• Source data
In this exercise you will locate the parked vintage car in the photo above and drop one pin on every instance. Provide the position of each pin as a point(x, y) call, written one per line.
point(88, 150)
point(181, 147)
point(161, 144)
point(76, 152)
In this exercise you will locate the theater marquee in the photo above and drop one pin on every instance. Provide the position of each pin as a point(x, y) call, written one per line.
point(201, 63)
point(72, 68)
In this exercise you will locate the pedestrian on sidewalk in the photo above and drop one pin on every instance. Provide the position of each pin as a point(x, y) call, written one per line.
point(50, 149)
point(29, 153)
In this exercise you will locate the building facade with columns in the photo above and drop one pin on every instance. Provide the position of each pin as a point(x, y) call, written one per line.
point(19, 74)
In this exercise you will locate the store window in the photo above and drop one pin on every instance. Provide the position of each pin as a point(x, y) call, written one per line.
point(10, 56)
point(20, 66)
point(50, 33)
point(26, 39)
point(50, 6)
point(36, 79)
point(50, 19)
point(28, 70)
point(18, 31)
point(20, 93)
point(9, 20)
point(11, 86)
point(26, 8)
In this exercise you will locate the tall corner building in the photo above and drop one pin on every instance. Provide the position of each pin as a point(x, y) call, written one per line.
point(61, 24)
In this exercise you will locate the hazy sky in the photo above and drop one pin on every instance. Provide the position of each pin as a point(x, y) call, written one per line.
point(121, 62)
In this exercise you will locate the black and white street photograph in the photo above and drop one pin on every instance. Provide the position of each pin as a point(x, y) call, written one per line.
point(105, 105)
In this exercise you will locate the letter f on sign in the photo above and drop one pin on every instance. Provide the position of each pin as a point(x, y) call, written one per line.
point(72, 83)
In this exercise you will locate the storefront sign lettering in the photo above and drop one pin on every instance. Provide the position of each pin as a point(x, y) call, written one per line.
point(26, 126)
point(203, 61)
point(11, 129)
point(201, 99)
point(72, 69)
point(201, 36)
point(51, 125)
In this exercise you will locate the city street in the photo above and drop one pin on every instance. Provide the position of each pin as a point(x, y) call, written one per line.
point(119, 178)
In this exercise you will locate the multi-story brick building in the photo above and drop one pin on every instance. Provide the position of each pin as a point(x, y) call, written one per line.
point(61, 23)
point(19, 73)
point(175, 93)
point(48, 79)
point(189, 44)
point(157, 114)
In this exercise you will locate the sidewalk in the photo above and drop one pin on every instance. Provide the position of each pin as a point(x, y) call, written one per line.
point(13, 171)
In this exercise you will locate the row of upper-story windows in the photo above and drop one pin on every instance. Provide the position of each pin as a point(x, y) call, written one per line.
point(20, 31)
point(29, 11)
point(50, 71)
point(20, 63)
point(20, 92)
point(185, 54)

• Work to be completed
The lines to write out run from the one with "In this exercise you will locate the sidewalk" through the end of the records. Give them exactly, and only them.

• Task solution
In this exercise you will locate the sidewalk in the photo above and drop one pin on every instance. Provide the position of each pin as a point(x, y) call, written one per line.
point(13, 171)
In this exercise you will locate the row of upper-story windows in the photo above and drop one pin on every instance. Provide the position of each pin as a point(x, y) call, written one per line.
point(20, 31)
point(29, 11)
point(50, 71)
point(20, 63)
point(20, 92)
point(185, 54)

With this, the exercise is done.